Stored data
— start —

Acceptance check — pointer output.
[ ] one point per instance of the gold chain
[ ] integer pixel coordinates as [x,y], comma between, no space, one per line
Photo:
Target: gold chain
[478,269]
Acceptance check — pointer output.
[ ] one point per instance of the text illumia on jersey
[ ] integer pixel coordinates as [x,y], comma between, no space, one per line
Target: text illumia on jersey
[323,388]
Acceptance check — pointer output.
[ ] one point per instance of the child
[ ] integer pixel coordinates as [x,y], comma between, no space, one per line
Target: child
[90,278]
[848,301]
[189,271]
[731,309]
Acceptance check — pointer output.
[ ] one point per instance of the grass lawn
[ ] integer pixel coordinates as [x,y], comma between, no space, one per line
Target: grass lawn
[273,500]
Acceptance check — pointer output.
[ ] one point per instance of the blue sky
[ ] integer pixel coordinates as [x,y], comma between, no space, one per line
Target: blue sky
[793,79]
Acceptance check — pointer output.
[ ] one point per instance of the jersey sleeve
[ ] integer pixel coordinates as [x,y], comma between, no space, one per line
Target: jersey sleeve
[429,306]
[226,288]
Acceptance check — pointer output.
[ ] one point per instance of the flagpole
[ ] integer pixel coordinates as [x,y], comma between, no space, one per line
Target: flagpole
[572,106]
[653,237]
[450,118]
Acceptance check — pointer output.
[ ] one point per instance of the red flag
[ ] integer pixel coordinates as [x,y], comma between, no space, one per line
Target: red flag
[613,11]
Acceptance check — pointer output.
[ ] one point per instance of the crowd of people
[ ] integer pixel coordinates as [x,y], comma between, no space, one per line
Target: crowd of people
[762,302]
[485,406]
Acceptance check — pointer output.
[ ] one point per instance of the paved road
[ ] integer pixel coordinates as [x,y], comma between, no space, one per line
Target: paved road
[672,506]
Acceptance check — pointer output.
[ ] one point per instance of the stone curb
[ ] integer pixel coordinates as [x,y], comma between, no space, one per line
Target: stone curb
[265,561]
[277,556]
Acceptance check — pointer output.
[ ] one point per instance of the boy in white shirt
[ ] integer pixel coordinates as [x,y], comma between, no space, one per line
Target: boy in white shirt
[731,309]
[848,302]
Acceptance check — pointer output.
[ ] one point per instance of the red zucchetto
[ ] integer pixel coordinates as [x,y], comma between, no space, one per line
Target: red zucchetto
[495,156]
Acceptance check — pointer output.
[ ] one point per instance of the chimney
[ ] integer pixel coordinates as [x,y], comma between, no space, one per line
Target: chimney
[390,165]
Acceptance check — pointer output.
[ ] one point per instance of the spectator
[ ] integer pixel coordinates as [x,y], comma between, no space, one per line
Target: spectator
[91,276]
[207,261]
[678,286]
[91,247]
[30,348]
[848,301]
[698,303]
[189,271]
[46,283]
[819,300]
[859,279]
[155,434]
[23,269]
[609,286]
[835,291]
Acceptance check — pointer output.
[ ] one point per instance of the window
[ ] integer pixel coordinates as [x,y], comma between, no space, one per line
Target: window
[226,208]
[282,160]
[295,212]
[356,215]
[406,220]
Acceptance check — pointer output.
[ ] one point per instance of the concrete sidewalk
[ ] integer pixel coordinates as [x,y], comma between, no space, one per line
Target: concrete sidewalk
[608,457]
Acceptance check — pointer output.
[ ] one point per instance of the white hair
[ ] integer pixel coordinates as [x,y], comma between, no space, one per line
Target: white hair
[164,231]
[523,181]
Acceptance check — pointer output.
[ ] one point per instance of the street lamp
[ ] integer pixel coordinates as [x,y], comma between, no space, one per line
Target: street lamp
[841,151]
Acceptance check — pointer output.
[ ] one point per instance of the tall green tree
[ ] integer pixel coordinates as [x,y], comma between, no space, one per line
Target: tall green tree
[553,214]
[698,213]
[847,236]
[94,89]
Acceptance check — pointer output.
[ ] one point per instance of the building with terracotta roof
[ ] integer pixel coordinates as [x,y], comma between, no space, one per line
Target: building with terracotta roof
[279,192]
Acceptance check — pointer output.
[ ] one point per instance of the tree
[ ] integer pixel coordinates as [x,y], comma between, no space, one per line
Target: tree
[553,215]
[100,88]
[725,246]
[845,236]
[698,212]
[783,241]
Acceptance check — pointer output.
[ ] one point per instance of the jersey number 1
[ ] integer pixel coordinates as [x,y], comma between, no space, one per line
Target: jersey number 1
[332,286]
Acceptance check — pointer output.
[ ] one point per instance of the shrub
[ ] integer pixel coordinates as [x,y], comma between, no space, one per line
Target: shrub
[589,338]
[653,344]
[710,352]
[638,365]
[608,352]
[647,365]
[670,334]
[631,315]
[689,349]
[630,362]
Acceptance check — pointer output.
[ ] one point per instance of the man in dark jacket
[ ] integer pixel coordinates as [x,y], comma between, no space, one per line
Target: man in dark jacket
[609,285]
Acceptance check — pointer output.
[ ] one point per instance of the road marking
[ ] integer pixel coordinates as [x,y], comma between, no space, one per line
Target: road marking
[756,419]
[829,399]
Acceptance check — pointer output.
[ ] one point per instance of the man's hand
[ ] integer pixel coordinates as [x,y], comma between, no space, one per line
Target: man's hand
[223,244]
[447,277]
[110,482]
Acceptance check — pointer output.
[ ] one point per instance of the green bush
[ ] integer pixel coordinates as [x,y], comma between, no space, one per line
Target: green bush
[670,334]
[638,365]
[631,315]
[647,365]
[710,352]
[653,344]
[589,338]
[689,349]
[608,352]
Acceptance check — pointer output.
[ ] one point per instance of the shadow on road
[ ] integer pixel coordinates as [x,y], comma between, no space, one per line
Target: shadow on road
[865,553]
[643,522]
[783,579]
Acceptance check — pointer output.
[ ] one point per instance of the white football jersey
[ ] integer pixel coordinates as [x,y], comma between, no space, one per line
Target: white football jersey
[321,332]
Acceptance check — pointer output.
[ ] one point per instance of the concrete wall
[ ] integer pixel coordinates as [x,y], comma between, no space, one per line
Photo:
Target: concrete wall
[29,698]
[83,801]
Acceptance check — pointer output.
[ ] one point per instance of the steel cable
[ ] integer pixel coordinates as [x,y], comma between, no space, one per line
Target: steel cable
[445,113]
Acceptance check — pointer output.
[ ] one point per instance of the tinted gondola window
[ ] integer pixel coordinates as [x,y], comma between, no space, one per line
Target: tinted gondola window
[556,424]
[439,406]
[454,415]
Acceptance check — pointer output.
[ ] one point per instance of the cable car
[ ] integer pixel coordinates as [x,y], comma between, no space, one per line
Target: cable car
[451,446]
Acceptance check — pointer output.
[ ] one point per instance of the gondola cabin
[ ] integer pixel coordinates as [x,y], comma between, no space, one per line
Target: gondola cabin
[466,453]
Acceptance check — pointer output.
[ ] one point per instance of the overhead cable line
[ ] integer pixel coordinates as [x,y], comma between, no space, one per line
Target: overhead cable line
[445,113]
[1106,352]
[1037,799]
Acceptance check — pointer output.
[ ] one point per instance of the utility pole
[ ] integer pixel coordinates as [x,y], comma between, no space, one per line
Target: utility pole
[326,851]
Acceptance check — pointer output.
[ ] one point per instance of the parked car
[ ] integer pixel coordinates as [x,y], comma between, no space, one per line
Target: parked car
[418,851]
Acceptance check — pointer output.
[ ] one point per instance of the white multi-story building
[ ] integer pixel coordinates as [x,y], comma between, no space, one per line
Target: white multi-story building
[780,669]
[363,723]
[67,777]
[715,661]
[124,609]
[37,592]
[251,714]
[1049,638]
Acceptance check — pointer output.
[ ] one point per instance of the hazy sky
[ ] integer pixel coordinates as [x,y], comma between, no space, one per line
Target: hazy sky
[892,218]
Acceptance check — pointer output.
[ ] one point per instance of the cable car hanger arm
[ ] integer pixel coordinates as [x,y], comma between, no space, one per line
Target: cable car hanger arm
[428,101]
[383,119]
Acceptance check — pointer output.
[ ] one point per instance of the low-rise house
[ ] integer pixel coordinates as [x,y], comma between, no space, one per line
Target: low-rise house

— end —

Set problem
Please extract each line of the listing above that contains the word "concrete".

Final answer
[ ] one point per instance of the concrete sidewalk
Target: concrete sidewalk
[ ] one point per instance of the concrete wall
Target: concrete wall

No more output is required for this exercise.